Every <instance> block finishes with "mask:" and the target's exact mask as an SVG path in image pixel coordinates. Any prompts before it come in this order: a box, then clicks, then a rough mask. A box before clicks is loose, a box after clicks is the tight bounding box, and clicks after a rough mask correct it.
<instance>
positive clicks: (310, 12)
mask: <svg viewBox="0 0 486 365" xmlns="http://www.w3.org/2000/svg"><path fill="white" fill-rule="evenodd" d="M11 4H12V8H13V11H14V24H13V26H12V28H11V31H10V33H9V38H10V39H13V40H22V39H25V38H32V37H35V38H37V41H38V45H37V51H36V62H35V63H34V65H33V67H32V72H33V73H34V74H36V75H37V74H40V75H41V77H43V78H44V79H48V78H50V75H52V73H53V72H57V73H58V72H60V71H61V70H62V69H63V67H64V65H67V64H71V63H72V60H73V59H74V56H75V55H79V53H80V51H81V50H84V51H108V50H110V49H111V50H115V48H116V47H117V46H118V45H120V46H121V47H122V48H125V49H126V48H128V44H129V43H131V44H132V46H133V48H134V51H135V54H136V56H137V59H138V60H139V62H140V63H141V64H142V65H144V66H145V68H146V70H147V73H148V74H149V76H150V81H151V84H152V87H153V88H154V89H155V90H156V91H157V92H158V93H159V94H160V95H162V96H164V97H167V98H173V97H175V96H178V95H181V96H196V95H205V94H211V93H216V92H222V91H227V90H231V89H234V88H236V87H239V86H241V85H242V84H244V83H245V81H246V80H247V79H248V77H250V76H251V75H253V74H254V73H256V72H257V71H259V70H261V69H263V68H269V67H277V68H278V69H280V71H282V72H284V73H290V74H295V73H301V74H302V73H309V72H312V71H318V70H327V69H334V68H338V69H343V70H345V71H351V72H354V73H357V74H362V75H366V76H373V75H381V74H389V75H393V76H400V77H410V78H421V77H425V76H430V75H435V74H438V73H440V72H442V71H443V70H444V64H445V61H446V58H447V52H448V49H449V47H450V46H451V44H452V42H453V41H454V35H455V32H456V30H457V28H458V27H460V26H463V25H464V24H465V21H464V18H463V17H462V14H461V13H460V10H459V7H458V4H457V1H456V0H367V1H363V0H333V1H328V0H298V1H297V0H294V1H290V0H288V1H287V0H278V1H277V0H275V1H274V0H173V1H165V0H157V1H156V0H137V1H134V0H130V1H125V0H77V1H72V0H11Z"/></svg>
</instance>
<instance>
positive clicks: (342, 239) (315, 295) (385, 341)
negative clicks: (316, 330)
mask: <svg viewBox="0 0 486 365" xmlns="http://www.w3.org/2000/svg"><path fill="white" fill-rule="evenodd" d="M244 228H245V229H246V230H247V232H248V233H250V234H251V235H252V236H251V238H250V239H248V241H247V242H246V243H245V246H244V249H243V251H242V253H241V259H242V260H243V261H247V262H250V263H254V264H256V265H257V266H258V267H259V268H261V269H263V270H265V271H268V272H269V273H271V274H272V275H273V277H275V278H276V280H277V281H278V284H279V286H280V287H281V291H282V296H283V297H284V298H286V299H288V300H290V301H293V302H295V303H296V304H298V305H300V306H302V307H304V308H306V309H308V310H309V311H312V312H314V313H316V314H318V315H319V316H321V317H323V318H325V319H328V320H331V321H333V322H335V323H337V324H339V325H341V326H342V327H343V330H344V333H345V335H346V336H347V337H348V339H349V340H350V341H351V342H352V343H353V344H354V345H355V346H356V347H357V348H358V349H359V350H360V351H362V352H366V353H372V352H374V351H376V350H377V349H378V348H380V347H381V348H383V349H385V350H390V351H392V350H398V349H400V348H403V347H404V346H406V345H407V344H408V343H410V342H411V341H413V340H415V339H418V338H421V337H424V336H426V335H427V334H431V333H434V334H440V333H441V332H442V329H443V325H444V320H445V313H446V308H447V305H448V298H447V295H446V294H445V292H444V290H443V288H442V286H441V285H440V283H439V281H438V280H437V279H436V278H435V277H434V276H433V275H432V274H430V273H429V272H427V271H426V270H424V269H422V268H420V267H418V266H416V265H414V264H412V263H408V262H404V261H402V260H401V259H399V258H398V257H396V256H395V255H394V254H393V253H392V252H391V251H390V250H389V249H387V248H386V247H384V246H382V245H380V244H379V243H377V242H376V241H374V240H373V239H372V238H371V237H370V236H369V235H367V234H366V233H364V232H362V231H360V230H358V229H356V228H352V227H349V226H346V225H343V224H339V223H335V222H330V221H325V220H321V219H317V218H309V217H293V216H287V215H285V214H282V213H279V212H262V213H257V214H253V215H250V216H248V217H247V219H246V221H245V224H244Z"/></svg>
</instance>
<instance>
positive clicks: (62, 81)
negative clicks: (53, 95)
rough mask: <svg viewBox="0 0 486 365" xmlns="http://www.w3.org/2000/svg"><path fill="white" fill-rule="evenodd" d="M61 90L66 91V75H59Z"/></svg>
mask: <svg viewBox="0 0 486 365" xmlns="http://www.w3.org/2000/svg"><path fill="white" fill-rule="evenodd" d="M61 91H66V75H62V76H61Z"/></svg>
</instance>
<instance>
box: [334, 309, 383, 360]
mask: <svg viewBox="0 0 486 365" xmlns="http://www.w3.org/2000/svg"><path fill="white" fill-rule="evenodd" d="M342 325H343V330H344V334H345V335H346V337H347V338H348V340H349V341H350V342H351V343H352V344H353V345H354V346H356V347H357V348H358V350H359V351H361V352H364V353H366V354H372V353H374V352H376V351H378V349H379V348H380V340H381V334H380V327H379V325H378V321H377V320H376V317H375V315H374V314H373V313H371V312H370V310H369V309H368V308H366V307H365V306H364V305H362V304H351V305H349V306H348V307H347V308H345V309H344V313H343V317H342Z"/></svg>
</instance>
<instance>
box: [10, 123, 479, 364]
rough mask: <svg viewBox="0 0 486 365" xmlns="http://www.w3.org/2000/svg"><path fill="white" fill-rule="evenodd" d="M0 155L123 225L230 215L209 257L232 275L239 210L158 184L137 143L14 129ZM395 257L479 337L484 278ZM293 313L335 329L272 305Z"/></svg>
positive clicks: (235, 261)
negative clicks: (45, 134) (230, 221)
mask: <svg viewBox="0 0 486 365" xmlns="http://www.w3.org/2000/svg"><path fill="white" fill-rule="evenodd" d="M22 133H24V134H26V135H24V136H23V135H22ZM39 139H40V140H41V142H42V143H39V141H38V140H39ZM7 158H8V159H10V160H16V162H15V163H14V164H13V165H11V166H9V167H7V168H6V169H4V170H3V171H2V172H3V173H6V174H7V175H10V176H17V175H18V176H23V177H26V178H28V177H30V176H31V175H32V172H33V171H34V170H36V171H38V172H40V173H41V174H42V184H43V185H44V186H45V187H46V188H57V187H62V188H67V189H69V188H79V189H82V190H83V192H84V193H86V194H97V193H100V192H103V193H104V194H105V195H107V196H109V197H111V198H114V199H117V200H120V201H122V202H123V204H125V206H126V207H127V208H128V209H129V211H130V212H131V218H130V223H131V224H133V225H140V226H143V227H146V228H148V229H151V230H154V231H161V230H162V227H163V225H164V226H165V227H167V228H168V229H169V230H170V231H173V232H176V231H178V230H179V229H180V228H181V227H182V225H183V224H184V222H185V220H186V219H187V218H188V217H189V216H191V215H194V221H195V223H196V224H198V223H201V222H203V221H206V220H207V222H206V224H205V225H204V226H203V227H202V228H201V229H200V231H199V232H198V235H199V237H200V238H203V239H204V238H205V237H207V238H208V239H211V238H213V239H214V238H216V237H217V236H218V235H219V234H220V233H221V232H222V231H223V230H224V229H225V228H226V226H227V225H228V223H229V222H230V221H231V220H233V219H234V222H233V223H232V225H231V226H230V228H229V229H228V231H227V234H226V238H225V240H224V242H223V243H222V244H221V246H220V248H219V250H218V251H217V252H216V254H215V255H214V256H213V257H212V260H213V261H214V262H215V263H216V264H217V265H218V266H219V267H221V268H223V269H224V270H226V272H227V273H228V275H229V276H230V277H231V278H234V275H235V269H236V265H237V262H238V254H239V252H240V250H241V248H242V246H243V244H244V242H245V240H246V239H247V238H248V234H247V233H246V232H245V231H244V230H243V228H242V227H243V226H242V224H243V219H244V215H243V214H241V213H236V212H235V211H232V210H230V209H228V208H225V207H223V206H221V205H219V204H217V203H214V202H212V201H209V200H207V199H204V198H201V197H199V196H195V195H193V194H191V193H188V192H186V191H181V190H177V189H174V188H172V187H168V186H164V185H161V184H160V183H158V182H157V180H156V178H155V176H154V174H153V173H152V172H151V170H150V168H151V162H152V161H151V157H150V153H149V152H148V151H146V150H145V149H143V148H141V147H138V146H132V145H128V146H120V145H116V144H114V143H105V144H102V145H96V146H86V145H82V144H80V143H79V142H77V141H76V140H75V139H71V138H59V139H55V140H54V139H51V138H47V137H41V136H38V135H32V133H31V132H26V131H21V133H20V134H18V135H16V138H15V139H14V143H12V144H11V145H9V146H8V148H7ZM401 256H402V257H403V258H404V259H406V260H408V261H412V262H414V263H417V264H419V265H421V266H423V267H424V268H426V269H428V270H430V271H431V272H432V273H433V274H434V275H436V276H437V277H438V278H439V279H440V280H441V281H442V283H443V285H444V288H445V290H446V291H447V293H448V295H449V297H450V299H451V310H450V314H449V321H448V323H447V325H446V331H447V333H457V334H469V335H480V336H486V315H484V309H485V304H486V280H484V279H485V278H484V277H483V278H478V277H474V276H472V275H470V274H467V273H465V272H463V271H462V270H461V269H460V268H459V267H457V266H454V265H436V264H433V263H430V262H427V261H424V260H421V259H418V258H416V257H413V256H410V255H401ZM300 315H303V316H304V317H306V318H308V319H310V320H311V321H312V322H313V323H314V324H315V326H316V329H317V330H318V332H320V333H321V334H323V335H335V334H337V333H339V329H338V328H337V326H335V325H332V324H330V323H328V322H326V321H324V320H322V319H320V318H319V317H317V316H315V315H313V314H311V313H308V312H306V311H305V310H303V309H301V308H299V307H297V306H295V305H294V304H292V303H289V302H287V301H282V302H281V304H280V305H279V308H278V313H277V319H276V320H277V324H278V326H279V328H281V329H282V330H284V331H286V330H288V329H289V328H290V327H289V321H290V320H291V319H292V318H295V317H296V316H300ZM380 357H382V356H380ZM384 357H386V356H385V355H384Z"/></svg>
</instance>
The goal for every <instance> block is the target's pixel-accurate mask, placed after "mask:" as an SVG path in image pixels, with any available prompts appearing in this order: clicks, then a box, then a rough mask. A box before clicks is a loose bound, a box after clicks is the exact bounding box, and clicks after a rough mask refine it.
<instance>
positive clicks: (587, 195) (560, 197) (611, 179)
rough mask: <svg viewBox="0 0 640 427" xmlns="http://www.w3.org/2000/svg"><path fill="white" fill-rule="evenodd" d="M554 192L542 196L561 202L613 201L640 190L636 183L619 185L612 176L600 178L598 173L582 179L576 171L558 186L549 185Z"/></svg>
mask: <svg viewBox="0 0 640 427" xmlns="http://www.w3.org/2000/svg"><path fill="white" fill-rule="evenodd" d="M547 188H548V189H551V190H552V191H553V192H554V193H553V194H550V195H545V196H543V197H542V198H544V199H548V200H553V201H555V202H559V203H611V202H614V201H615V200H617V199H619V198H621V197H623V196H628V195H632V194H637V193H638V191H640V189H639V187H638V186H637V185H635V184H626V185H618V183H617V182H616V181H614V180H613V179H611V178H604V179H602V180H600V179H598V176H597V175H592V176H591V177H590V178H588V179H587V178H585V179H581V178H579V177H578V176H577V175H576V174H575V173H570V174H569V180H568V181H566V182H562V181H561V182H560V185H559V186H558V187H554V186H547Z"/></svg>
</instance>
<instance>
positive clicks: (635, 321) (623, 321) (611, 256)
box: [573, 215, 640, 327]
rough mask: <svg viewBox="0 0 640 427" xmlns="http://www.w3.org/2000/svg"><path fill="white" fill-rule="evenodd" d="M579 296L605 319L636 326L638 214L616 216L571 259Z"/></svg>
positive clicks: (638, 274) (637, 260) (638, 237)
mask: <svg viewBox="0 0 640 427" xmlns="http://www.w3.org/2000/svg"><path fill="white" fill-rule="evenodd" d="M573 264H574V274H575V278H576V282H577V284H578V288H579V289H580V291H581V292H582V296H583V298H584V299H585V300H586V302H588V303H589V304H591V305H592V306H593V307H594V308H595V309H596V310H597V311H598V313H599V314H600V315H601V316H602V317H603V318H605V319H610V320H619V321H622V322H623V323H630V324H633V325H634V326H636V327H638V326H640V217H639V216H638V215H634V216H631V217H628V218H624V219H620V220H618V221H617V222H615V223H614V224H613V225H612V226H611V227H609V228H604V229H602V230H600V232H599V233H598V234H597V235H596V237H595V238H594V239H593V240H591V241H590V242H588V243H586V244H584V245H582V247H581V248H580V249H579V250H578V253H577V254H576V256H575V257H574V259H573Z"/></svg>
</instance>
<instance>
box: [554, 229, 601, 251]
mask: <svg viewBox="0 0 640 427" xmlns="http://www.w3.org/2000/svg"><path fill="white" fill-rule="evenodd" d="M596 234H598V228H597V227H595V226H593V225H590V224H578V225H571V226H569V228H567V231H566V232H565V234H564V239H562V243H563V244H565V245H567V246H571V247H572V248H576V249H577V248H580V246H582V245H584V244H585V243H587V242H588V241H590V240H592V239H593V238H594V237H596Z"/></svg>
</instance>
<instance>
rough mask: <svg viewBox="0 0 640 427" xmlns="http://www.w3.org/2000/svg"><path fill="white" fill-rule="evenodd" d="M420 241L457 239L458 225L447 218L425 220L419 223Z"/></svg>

任务提示: 请在上面的数据中找出所有含有“negative”一词的行，并把这些行逐一抄写出来。

答案框:
negative clicks: (316, 330)
negative clicks: (53, 95)
negative clicks: (45, 134) (230, 221)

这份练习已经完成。